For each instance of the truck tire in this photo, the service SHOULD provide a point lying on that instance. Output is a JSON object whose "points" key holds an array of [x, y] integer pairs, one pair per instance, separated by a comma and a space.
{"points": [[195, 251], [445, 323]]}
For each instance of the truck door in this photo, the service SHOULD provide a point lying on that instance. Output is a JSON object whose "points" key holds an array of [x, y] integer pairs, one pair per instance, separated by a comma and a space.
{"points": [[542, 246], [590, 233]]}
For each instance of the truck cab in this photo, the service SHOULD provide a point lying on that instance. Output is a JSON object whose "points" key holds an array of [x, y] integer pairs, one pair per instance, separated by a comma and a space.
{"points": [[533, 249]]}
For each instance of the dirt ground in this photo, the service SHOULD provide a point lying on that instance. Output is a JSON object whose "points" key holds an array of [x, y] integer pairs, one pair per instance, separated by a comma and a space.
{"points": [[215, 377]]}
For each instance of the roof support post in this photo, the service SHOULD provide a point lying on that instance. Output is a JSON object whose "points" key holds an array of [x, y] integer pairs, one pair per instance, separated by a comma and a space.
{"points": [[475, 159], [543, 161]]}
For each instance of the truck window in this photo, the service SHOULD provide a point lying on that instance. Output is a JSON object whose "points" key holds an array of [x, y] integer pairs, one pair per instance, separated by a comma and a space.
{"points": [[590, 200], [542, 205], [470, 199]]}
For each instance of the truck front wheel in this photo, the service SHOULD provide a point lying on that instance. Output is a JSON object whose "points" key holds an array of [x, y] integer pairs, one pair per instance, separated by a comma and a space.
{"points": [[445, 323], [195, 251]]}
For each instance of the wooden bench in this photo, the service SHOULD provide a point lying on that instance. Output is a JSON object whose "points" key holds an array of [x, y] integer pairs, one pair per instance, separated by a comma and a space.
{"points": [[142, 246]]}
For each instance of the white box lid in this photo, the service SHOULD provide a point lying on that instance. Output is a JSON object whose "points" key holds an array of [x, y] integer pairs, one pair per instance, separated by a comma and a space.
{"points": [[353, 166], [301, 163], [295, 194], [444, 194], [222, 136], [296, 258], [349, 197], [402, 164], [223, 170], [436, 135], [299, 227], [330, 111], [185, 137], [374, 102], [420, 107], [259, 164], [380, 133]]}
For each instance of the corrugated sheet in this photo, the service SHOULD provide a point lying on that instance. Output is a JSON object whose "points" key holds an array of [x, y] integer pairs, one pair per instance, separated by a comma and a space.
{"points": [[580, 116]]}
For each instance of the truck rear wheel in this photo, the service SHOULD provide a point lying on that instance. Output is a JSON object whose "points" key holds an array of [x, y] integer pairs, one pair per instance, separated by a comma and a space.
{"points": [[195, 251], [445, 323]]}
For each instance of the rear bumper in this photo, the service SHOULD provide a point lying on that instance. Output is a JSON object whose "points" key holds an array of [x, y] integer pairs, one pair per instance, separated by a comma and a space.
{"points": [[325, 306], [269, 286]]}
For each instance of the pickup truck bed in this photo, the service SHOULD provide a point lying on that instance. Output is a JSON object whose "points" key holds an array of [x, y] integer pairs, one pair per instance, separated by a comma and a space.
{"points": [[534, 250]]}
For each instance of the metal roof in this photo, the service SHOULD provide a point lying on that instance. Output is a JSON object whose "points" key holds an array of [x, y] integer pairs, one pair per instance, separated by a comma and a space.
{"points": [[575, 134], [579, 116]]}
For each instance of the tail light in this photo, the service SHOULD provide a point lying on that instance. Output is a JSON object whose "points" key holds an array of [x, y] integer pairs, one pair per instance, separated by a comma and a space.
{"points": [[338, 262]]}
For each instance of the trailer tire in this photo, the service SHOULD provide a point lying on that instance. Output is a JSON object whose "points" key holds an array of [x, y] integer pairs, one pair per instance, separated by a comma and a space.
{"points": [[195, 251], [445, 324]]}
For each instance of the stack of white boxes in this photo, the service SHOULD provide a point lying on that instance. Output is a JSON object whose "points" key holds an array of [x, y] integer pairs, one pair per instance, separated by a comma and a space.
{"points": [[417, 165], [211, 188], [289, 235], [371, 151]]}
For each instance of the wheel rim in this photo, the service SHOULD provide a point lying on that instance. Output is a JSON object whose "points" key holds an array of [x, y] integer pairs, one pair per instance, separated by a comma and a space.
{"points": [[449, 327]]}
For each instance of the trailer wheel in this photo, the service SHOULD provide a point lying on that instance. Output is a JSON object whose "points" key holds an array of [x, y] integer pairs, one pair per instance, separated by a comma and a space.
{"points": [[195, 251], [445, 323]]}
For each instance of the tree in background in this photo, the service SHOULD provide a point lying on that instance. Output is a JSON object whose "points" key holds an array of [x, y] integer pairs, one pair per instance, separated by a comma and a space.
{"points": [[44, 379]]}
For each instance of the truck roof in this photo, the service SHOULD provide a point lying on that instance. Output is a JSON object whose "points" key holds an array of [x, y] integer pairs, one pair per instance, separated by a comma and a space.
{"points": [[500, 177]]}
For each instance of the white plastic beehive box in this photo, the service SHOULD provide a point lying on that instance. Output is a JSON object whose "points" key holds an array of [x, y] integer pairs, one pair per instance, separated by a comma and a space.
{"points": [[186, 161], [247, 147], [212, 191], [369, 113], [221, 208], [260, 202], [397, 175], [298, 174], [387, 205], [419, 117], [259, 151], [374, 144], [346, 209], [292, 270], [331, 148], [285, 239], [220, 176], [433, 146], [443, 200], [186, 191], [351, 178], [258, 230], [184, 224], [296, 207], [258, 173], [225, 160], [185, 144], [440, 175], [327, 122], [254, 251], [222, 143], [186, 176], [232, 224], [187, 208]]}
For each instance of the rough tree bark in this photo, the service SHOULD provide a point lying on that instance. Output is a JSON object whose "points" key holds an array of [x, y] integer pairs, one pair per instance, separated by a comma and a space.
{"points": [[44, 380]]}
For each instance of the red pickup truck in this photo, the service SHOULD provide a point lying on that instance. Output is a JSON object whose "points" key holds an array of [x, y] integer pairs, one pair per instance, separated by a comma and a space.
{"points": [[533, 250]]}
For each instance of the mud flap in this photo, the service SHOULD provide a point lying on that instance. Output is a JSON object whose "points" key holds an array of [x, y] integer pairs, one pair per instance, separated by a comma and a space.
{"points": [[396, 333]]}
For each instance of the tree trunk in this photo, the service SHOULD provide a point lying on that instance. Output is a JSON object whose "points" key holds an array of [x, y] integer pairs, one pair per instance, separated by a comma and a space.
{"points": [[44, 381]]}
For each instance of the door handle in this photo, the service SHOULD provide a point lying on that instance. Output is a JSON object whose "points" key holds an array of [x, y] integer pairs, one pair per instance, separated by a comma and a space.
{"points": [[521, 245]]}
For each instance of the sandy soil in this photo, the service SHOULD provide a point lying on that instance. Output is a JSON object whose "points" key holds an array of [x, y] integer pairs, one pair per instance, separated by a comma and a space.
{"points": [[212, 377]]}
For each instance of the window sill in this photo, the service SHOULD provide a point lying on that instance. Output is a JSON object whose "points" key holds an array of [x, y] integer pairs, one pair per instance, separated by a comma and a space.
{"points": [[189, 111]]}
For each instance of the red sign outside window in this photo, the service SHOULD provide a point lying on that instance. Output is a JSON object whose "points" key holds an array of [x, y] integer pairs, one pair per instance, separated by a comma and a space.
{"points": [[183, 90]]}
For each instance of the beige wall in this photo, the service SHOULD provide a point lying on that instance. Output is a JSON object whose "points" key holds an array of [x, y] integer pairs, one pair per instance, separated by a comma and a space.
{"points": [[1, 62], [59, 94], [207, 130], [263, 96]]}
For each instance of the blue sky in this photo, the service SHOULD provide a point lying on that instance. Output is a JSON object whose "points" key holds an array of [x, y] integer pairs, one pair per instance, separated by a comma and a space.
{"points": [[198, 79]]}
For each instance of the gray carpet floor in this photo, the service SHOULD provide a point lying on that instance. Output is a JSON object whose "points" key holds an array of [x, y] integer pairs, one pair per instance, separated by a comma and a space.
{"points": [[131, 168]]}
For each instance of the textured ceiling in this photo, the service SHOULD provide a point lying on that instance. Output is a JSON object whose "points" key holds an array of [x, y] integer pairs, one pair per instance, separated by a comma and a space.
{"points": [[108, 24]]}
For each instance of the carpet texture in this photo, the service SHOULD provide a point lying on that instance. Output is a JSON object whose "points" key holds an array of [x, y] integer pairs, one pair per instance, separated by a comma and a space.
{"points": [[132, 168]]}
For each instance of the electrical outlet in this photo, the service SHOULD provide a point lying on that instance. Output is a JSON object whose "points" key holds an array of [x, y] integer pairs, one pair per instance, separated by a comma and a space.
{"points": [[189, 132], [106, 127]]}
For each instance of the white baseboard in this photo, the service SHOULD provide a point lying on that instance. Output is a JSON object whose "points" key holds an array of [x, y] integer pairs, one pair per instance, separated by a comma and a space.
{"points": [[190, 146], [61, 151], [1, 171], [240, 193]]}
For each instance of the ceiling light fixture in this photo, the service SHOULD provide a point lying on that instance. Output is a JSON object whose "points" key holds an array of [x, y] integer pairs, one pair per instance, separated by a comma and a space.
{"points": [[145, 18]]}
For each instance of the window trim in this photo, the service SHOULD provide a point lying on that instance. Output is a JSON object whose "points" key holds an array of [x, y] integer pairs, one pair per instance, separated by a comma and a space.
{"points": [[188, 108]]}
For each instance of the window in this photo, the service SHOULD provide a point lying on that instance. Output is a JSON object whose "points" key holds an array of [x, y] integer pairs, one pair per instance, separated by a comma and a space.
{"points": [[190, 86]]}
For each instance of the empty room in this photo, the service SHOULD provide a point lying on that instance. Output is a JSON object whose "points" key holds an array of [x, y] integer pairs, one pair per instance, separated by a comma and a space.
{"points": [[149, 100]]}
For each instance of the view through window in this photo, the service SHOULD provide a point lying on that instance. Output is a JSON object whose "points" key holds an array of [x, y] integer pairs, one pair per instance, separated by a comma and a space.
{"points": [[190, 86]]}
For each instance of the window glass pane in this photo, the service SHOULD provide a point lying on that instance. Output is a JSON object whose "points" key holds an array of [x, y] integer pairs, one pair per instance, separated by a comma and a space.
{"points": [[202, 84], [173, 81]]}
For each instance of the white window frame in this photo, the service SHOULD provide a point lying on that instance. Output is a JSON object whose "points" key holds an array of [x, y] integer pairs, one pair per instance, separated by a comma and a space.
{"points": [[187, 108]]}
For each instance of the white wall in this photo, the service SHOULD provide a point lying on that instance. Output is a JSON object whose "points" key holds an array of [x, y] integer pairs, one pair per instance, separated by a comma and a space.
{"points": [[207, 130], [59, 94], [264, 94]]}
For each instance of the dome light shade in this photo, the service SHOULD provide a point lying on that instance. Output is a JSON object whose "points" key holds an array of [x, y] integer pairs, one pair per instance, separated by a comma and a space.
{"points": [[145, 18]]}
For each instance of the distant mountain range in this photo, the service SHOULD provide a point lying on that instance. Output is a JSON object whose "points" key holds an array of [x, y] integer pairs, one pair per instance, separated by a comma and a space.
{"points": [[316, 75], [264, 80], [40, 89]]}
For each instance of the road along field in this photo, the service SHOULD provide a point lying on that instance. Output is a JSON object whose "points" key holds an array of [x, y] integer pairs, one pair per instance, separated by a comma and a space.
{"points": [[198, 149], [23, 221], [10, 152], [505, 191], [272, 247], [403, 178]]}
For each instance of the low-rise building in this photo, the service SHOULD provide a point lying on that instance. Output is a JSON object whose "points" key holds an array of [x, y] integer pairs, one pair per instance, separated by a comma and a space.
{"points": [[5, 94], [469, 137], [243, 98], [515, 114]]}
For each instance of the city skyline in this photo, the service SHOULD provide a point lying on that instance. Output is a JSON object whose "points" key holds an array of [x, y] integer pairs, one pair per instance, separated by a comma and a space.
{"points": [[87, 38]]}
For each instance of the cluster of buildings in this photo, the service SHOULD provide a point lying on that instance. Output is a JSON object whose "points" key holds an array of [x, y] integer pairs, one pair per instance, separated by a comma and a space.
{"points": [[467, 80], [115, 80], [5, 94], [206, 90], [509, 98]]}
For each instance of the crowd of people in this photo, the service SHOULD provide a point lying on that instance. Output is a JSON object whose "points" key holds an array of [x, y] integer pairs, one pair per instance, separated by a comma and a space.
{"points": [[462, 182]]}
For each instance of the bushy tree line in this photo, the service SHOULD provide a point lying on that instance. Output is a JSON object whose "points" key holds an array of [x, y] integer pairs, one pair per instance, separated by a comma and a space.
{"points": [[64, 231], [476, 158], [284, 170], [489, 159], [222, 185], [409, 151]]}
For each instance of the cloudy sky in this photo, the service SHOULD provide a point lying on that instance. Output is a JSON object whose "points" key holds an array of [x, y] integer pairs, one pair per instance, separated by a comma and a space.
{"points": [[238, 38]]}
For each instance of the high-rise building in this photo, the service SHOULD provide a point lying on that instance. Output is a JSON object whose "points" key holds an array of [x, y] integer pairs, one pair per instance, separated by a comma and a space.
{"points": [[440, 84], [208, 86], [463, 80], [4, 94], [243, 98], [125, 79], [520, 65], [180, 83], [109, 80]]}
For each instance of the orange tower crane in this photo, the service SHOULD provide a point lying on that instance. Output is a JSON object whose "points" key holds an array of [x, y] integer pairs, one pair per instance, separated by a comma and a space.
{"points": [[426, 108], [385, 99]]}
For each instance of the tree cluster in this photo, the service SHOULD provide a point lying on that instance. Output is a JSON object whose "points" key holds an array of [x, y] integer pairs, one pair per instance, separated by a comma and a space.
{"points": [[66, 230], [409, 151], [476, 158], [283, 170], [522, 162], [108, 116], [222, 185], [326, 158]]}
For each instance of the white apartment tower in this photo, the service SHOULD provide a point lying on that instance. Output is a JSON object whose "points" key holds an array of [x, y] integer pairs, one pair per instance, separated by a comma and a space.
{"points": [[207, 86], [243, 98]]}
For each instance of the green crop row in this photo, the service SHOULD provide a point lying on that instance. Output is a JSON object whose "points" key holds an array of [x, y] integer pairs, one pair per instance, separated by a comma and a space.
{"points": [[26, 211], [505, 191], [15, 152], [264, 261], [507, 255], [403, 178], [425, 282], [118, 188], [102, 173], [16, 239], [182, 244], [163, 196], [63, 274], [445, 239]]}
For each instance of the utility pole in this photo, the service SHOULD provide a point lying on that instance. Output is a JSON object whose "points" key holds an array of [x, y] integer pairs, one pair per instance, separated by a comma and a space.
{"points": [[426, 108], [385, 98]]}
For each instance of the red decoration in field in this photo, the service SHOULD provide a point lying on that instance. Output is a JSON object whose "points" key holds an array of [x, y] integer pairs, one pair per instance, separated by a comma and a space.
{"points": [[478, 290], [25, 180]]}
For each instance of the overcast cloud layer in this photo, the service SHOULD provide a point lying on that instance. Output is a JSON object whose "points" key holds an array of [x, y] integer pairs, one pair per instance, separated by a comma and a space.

^^^^^^^^

_BRIEF:_ Give back exactly the lines from the one containing "For each instance of the green" to the end of the material, both ends included.

_TASK ANSWER:_
For each instance of the green crop row in this photo, the service SHOULD provide a point lying on that instance. Output is a JSON object whose "points" key holds an array of [x, y] integer pairs, one pair per instance, separated by a comma and a space.
{"points": [[26, 211], [505, 191], [15, 152], [264, 261], [507, 255], [403, 178], [425, 282], [118, 188], [102, 173], [16, 239], [182, 244], [163, 196], [63, 274], [445, 239]]}
For each instance of the utility pole in this photo, the service SHOULD provide a point lying on that instance. Output is a JSON object whose "points" key holds an array of [x, y] integer pairs, one pair per instance, separated by a comma and a space.
{"points": [[426, 108], [385, 98]]}
For each instance of the red decoration in field in this photo, the service SHOULD provide a point lying on that instance. Output is a JSON object whose "points" key holds an array of [x, y] integer pairs, one pair per instance, separated by a comma and a space.
{"points": [[478, 290], [25, 180]]}
For each instance of the overcast cloud layer in this photo, the service SHOULD provide a point lying on that instance. Output is a JSON object whose "points" key holds an array of [x, y] integer pairs, one pair per instance, separated by a comma and a space.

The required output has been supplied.